*EXERCISE GOAL*. Reproduce each line exactly.
★ ★ ★ ★ ★
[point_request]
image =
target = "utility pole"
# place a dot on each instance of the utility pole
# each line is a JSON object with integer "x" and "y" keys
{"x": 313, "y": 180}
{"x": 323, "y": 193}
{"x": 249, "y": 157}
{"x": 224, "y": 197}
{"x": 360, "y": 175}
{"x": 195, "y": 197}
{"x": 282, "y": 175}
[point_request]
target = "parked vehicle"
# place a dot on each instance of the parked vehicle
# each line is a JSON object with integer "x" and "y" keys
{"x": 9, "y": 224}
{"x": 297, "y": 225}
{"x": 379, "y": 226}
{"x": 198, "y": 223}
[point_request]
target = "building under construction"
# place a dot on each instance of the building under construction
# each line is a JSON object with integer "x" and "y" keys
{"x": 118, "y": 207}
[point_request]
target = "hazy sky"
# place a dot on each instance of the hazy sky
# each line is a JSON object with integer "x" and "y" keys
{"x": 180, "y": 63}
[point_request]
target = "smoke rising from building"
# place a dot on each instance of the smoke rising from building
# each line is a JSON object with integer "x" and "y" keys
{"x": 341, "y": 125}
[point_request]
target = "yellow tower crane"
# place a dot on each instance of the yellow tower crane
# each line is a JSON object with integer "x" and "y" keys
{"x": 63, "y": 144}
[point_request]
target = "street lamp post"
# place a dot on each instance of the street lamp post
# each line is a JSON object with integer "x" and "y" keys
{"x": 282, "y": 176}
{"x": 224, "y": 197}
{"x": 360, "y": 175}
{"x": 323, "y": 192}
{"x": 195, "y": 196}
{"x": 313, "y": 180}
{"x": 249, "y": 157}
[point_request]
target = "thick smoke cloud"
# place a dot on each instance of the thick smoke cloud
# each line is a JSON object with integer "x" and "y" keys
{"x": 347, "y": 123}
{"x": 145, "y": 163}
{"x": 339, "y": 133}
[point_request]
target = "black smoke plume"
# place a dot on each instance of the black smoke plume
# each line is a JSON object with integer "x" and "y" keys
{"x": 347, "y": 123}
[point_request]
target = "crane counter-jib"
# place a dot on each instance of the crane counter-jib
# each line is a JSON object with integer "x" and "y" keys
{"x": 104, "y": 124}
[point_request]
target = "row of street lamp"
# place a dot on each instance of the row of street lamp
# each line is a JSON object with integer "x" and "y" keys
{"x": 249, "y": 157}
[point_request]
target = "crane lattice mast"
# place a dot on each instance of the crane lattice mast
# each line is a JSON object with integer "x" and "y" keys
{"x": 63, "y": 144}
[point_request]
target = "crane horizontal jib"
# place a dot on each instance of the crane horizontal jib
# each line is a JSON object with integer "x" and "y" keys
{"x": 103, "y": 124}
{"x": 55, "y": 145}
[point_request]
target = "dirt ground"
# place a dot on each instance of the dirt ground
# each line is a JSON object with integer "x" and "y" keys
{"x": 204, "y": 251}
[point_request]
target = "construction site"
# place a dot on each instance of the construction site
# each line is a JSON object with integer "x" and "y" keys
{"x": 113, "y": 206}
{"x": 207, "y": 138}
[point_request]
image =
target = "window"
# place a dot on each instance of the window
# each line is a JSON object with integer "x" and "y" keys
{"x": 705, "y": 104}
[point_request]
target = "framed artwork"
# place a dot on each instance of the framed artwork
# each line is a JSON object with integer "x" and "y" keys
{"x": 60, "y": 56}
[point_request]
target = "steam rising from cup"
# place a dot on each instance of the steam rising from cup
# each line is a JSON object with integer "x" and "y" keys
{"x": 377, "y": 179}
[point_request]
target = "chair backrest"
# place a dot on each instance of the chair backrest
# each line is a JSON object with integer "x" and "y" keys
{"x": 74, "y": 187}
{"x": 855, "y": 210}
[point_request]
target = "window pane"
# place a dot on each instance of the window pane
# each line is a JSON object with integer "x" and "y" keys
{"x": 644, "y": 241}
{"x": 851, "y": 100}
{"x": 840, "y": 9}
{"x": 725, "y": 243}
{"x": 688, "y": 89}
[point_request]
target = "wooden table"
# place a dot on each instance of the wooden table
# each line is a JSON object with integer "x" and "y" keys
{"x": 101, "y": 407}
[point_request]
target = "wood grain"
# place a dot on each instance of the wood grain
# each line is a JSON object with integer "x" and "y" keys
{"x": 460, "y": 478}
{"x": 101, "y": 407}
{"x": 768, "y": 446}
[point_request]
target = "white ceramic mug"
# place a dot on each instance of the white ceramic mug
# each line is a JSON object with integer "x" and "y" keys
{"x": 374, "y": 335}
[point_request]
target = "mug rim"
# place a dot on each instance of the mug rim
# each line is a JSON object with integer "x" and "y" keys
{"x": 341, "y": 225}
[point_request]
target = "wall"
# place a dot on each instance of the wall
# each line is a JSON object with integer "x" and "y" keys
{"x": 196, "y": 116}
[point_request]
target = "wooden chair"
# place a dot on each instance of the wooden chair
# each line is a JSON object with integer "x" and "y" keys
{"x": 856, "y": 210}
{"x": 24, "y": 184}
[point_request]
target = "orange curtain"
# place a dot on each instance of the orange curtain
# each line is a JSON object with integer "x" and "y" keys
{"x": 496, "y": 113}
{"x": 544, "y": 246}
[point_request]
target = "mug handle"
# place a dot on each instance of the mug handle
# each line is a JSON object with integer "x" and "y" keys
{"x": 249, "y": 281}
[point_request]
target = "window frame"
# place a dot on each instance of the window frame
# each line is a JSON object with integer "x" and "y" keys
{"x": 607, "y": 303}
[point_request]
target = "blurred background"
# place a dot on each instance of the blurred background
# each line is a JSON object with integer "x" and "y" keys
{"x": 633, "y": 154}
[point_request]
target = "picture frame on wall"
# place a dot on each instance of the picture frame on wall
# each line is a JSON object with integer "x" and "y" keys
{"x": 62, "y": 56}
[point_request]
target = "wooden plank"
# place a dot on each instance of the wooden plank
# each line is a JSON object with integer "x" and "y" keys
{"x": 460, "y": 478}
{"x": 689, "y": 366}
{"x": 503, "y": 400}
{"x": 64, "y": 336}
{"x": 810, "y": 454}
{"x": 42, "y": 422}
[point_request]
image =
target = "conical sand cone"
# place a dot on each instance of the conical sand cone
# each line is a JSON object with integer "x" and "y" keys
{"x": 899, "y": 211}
★ ★ ★ ★ ★
*EXPECTED OUTPUT*.
[point_request]
image =
target = "utility pole"
# place a dot on each instance of the utility pole
# each line is a JSON object with integer "x" and "y" keys
{"x": 313, "y": 180}
{"x": 323, "y": 193}
{"x": 249, "y": 157}
{"x": 224, "y": 197}
{"x": 360, "y": 175}
{"x": 195, "y": 197}
{"x": 282, "y": 175}
[point_request]
target = "parked vehicle"
# place a dot on each instance of the parked vehicle
# each line is a JSON object with integer "x" and "y" keys
{"x": 9, "y": 224}
{"x": 297, "y": 225}
{"x": 379, "y": 226}
{"x": 198, "y": 223}
[point_request]
target = "building under construction"
# place a dot on each instance of the building under construction
# each line is a JSON object with integer "x" and "y" keys
{"x": 118, "y": 207}
[point_request]
target = "hazy sky"
# place a dot on each instance of the hazy sky
# each line is a JSON object with integer "x" and "y" keys
{"x": 180, "y": 63}
[point_request]
target = "smoke rising from building"
# place a dot on each instance of the smoke rising from building
# each line is a JSON object with integer "x" and "y" keys
{"x": 341, "y": 125}
[point_request]
target = "yellow tower crane"
# place a dot on each instance of the yellow tower crane
# each line is a JSON object with integer "x" and "y" keys
{"x": 63, "y": 144}
[point_request]
target = "street lamp post"
# place a dot on each instance of the street lamp post
# each line is a JSON object with integer "x" and "y" keys
{"x": 282, "y": 176}
{"x": 224, "y": 197}
{"x": 360, "y": 175}
{"x": 323, "y": 192}
{"x": 195, "y": 196}
{"x": 313, "y": 180}
{"x": 249, "y": 157}
[point_request]
target = "thick smoke cloud"
# place a dot on each instance of the thick smoke cloud
# each line is a JSON object with integer "x" and "y" keys
{"x": 347, "y": 123}
{"x": 145, "y": 163}
{"x": 339, "y": 133}
[point_request]
target = "black smoke plume"
# place a dot on each instance of the black smoke plume
# each line is a JSON object with integer "x" and "y" keys
{"x": 347, "y": 123}
[point_request]
target = "crane counter-jib"
# place a dot on each instance of the crane counter-jib
# each line is a JSON object with integer "x" and "y" keys
{"x": 104, "y": 124}
[point_request]
target = "row of street lamp"
# place a dot on each instance of the row of street lamp
# each line is a JSON object with integer "x" and "y" keys
{"x": 249, "y": 157}
[point_request]
target = "crane lattice mast"
# place a dot on each instance of the crane lattice mast
# each line is a JSON object with integer "x" and "y" keys
{"x": 63, "y": 144}
[point_request]
target = "crane horizontal jib"
# place a dot on each instance of the crane horizontal jib
# each line is a JSON object with integer "x" and "y" keys
{"x": 103, "y": 124}
{"x": 55, "y": 145}
[point_request]
target = "dirt ground"
# place a dot on each instance of the dirt ground
# each line is a JSON object with integer "x" and "y" keys
{"x": 204, "y": 251}
[point_request]
target = "construction site"
# place a dot on each instance of the construction site
# each line is a JSON object with integer "x" and "y" keys
{"x": 113, "y": 206}
{"x": 207, "y": 138}
[point_request]
image =
target = "window"
# place a dot on each instance of the window
# each line is a JSON object with integer "x" and "y" keys
{"x": 705, "y": 104}
[point_request]
target = "framed artwork"
# place a dot on each instance of the framed artwork
# each line is a JSON object with integer "x" and "y" keys
{"x": 60, "y": 56}
[point_request]
target = "steam rising from cup"
# place a dot on each instance of the steam rising from cup
# each line is a JSON object with integer "x" and "y" keys
{"x": 377, "y": 179}
[point_request]
target = "chair backrest"
# place a dot on each instance of the chair backrest
# each line is a JSON object with integer "x" and "y" keys
{"x": 74, "y": 187}
{"x": 855, "y": 210}
[point_request]
target = "window pane"
# place a dot on each instance of the window pane
# each line is a JSON object with integer "x" and "y" keys
{"x": 644, "y": 241}
{"x": 851, "y": 100}
{"x": 840, "y": 9}
{"x": 725, "y": 243}
{"x": 688, "y": 89}
[point_request]
target = "wooden table"
# place a dot on each instance of the wooden table
# each line is a JSON object with integer "x" and "y" keys
{"x": 101, "y": 407}
[point_request]
target = "wood grain"
# place a dot on each instance of the wood grain
# each line is a JSON object with integer "x" and "y" keys
{"x": 460, "y": 478}
{"x": 101, "y": 407}
{"x": 768, "y": 446}
[point_request]
target = "white ceramic mug"
# place a dot on each instance of the white ceramic mug
# each line is a JSON object with integer "x" and "y" keys
{"x": 374, "y": 335}
[point_request]
target = "mug rim"
# place a dot on each instance of the mug rim
# each line is a JSON object with integer "x" and "y" keys
{"x": 341, "y": 225}
[point_request]
target = "wall"
# place a dot on each instance of the wall
# each line is a JSON object with integer "x" and "y" keys
{"x": 196, "y": 116}
[point_request]
target = "wooden chair"
# place a dot on each instance of the wooden chair
# each line is a JSON object with integer "x" and "y" keys
{"x": 856, "y": 210}
{"x": 24, "y": 184}
[point_request]
target = "orange curtain"
# place a dot on each instance of the orange curtain
# each line is a JSON object with integer "x" and "y" keys
{"x": 496, "y": 113}
{"x": 544, "y": 246}
[point_request]
target = "mug handle"
# place a dot on each instance of the mug handle
# each line is a JSON object with integer "x" and "y" keys
{"x": 249, "y": 281}
[point_request]
target = "window frame"
# place a dot on each instance of the window frame
# each line is a JSON object with integer "x" and "y" keys
{"x": 607, "y": 303}
[point_request]
target = "blurred background"
# place a dot on each instance of the blurred background
# each line is a JSON object with integer "x" and "y" keys
{"x": 633, "y": 154}
[point_request]
target = "picture frame on wall"
# place a dot on each instance of the picture frame on wall
# each line is a JSON object with integer "x" and "y" keys
{"x": 62, "y": 56}
[point_request]
target = "wooden plank"
# place a dot on each instance of the wooden plank
# each line is a JSON object with integer "x" and "y" keys
{"x": 460, "y": 478}
{"x": 689, "y": 366}
{"x": 503, "y": 400}
{"x": 64, "y": 336}
{"x": 810, "y": 454}
{"x": 42, "y": 422}
[point_request]
image =
target = "conical sand cone"
# place a dot on each instance of the conical sand cone
# each line is a JSON object with integer "x" and "y" keys
{"x": 899, "y": 211}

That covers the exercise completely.